### Action item
Show all lines from the listing below that contain "after".

### Dataset records
····················
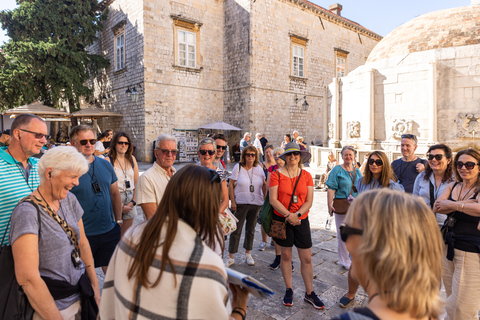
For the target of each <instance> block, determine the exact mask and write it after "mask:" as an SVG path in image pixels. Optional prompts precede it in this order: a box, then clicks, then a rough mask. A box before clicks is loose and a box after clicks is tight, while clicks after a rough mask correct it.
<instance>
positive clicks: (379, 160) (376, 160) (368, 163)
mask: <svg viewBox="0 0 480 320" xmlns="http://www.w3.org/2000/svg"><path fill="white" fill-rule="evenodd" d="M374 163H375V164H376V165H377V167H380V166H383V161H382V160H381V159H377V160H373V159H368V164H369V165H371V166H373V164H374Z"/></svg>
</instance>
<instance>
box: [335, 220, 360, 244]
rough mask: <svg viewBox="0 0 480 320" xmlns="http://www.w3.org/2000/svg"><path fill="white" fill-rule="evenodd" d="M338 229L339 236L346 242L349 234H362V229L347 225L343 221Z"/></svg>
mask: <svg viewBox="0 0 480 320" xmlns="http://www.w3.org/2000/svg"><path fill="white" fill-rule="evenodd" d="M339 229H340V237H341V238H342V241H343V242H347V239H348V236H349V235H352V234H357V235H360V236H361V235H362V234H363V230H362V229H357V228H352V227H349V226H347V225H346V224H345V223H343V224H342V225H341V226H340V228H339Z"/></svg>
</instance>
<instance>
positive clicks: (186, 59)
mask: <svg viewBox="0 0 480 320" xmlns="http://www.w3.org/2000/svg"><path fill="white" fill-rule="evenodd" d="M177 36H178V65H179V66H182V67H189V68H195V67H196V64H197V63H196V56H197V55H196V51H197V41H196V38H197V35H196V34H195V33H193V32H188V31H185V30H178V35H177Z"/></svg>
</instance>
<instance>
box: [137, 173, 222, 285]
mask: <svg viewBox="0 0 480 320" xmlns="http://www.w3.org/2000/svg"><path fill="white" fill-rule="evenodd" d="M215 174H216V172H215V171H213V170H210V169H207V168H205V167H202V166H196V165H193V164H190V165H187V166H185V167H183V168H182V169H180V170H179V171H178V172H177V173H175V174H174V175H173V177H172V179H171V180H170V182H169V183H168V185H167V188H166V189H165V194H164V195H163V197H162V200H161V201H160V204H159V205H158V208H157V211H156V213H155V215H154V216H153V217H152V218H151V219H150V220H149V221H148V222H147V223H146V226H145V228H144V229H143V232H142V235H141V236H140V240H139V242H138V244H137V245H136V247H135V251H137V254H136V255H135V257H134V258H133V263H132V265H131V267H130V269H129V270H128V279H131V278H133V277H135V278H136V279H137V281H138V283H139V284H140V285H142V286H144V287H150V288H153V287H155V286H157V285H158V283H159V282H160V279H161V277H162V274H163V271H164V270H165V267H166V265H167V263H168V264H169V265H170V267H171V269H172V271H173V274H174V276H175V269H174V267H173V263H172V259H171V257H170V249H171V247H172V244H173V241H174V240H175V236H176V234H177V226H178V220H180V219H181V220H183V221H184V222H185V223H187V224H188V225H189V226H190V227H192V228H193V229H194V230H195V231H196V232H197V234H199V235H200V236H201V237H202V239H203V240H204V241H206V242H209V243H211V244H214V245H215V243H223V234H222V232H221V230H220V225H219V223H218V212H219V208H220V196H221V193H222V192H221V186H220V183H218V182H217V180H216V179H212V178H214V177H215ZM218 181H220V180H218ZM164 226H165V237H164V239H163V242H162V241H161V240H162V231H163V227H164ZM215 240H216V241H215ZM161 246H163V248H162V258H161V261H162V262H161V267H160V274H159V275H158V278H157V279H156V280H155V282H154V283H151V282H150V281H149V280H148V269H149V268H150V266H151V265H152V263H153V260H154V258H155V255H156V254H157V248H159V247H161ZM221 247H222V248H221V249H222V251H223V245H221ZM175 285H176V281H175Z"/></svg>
····················
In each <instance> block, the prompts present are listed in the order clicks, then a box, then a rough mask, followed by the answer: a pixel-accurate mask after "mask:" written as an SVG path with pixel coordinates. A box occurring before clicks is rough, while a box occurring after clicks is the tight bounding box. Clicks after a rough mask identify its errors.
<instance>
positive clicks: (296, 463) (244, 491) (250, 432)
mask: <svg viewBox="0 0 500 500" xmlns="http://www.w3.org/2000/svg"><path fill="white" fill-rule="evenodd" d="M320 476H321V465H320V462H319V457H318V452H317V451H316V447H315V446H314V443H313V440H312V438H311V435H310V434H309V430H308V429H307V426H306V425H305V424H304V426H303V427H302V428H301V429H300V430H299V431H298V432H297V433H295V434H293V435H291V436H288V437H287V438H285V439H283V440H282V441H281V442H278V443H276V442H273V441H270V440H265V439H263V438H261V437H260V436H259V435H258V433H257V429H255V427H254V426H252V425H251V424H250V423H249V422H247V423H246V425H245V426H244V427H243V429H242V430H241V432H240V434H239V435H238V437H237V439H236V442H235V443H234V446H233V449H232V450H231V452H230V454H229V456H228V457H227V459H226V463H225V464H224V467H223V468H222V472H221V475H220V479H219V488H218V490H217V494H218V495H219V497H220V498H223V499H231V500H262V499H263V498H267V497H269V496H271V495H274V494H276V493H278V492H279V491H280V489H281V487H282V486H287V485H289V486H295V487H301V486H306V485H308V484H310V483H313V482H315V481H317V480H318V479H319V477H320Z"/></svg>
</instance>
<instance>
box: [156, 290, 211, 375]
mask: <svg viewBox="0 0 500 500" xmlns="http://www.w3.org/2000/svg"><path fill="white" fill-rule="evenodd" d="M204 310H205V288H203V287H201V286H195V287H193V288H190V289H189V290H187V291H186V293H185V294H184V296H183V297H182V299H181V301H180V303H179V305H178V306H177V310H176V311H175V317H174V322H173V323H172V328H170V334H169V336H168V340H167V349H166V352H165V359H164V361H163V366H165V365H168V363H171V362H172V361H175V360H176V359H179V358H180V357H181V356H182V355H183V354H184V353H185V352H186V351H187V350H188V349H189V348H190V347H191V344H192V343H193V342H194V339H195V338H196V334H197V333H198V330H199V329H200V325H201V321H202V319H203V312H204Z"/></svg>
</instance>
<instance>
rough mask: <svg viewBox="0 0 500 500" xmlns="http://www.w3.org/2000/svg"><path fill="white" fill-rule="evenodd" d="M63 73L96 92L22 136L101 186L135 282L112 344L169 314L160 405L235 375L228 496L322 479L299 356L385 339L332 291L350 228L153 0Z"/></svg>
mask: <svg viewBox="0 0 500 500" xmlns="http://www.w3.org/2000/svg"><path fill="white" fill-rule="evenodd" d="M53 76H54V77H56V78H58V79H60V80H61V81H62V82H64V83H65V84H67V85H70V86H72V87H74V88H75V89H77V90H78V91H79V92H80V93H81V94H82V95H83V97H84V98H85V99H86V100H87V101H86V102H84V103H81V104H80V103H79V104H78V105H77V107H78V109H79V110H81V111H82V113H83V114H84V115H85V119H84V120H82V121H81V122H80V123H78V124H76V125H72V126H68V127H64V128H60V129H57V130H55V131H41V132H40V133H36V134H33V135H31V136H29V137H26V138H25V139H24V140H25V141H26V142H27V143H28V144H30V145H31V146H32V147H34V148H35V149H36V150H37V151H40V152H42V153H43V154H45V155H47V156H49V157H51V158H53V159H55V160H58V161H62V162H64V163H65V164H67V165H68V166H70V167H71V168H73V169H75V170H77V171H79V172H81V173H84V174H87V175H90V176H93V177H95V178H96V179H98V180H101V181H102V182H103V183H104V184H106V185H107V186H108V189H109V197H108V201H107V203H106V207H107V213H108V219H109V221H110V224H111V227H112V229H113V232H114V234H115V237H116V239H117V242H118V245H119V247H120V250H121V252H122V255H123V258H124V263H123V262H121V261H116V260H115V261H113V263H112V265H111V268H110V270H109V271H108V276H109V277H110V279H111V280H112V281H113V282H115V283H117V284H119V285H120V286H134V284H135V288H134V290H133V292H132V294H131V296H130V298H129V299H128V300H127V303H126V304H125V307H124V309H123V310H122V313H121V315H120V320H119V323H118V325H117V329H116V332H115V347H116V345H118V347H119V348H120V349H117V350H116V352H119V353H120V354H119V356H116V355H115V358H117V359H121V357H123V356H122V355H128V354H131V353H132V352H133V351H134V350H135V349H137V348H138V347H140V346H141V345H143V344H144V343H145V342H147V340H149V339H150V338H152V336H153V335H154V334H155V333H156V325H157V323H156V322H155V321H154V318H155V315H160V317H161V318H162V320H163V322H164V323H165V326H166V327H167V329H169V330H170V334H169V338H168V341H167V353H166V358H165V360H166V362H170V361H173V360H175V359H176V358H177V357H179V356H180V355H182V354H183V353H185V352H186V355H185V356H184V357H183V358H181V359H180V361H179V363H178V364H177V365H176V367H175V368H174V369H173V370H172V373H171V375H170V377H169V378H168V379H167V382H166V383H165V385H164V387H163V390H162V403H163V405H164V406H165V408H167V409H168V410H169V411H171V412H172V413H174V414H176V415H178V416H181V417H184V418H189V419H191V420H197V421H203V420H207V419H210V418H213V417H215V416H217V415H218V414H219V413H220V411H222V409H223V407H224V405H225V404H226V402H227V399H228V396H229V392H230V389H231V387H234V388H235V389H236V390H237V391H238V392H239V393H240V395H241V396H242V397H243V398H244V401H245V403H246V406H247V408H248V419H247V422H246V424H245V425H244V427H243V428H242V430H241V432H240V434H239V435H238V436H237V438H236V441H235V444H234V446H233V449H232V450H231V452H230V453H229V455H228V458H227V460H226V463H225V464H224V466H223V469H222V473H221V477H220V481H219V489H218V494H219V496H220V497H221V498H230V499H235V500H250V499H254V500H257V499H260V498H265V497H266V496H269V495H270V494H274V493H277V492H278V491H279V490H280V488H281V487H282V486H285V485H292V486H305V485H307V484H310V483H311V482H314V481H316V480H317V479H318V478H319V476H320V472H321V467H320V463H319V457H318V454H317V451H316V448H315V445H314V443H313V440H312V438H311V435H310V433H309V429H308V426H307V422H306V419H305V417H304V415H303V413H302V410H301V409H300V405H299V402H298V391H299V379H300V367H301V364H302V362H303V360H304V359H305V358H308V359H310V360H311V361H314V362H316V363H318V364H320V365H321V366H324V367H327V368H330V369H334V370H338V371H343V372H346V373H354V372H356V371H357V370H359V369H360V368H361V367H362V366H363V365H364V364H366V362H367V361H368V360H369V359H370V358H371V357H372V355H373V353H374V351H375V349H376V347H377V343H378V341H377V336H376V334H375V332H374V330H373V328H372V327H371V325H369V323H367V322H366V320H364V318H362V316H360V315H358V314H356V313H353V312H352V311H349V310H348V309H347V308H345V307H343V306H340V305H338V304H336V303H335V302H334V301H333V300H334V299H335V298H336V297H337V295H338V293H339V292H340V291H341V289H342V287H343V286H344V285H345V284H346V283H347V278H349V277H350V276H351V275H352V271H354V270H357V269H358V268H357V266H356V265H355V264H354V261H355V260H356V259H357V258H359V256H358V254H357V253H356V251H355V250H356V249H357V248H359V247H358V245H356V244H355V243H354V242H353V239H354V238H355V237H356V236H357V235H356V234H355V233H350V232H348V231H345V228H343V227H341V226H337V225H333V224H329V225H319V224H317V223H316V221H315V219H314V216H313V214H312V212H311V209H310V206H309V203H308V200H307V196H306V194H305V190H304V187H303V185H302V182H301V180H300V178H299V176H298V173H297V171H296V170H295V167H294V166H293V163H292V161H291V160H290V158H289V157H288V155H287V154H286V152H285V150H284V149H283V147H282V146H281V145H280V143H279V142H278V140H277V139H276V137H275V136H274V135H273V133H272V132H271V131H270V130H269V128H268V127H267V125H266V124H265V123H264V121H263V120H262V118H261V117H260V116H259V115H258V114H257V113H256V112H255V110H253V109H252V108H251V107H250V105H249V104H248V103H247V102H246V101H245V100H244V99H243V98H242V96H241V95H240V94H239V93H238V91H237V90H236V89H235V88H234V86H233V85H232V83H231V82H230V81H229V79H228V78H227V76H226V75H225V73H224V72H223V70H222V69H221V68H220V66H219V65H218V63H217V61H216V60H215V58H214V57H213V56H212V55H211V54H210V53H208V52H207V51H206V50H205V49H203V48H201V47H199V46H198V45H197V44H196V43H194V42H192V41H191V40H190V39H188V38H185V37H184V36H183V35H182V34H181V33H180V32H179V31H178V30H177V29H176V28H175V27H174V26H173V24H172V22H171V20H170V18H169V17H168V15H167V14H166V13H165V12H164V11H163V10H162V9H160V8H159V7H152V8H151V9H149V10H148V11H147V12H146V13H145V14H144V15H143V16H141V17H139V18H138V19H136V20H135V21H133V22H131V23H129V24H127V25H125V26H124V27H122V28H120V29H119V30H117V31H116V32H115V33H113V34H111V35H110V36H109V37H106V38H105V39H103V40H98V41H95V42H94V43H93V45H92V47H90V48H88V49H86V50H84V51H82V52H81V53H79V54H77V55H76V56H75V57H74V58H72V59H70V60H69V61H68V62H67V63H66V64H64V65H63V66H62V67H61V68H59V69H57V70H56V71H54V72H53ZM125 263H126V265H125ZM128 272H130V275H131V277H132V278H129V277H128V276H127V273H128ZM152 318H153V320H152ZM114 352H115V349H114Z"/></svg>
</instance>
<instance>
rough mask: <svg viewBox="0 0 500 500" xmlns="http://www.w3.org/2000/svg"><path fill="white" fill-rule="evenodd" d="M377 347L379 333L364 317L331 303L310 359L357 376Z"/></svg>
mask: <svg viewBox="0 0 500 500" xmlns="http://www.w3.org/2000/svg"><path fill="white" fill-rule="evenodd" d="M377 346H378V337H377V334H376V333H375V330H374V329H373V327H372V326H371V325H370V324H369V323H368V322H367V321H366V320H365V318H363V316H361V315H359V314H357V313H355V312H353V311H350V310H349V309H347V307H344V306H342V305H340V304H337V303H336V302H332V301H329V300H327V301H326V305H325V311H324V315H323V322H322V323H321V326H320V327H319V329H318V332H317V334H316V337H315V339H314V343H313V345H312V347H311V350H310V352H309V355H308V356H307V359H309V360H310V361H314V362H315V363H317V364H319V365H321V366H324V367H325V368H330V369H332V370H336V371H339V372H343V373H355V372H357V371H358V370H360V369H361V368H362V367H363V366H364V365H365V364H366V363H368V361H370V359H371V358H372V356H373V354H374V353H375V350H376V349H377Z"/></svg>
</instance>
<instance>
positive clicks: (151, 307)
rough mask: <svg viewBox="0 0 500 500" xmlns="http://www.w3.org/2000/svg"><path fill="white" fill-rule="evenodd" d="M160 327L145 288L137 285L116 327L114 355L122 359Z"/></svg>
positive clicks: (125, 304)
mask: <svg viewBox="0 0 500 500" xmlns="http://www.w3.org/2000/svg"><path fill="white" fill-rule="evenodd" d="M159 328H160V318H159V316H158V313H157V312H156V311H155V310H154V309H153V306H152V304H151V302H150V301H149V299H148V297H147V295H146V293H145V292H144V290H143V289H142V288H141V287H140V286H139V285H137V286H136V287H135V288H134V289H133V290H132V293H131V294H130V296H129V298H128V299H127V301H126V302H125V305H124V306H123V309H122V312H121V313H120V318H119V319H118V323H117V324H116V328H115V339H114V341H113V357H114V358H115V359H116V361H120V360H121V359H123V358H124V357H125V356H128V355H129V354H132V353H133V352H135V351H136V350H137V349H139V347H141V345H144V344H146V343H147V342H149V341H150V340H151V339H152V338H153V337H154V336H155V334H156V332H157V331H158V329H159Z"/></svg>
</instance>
····················
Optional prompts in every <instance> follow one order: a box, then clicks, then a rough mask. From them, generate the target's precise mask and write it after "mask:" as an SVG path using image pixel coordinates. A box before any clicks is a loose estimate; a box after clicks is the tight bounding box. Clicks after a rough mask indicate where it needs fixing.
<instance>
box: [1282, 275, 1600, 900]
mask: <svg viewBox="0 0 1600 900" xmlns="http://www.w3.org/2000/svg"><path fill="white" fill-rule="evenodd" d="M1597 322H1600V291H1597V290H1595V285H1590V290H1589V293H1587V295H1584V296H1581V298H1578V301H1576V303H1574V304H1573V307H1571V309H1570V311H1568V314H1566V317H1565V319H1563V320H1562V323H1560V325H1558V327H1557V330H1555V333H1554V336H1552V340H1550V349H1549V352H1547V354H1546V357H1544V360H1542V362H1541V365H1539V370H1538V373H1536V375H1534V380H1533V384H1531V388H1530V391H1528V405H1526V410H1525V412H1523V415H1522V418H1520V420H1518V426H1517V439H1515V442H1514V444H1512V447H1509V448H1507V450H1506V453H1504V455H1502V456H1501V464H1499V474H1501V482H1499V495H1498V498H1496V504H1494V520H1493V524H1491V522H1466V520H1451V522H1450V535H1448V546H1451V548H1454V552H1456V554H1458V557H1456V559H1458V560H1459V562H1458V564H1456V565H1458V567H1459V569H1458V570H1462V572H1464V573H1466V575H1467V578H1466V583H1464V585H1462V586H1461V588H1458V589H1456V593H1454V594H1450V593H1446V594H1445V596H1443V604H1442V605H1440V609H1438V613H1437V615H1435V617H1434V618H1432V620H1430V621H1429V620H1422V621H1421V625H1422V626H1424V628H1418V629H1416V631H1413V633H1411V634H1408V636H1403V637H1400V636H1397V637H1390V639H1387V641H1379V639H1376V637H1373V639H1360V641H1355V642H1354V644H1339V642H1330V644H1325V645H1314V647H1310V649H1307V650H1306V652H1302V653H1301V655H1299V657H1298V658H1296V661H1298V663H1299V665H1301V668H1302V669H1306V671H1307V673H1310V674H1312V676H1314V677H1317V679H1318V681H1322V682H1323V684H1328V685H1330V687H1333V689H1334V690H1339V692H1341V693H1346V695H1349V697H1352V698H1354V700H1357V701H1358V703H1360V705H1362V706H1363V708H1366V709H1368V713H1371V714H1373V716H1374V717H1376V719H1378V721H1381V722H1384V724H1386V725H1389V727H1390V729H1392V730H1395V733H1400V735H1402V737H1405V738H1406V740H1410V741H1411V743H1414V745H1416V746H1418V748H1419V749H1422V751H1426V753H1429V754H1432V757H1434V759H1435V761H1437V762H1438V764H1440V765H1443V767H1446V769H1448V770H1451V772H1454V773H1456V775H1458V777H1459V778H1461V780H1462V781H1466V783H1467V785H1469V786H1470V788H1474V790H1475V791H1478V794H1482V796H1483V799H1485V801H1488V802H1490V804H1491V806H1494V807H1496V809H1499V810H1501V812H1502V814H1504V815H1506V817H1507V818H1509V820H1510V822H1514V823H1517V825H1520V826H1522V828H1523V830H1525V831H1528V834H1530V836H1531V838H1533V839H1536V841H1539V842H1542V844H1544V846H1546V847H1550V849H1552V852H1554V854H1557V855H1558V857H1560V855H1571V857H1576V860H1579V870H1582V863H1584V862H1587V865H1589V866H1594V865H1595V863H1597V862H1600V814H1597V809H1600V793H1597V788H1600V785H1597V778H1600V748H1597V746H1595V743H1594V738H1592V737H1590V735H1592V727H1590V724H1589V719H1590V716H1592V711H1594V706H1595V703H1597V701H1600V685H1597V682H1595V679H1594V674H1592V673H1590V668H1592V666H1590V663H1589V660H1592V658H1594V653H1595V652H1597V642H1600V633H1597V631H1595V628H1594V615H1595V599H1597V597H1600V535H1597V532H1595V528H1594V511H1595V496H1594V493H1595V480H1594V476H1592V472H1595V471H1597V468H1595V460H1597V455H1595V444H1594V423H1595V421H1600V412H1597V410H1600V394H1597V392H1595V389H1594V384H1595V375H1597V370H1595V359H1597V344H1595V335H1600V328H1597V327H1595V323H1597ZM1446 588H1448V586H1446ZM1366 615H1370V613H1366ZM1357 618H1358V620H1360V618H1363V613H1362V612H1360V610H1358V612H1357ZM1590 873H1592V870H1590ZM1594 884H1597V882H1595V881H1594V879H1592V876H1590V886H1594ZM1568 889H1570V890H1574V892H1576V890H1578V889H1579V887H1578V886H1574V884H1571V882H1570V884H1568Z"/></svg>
····················
### Answer space
For the target of each <instance> block, determine the exact mask and write it after "mask:" as an SVG path in image pixels. Optional prompts precede it in this order: a box, then clicks, then a rough mask. A box before clicks is loose and a box after clicks is tight, while clicks after a rough mask correct it.
In each <instance> block, the prompts present are listed in the order clicks, then a box, then a rough mask, followed by the answer: a pixel-accurate mask after "mask:" written as an SVG path with pixel coordinates. A box occurring before clicks is rough, while a box occurring after clicks is the tight bounding box. Clicks after a rough mask identify its errors.
Optional prompts in every <instance> follow one order: a box, then clicks, then a rough mask. From them, generate the target's precise mask and write it after "mask:" as an SVG path using image pixel coordinates. A box before any clicks is a loose estimate; a box after clicks is the tight bounding box. Clicks after a rough mask indicate where it needs fixing.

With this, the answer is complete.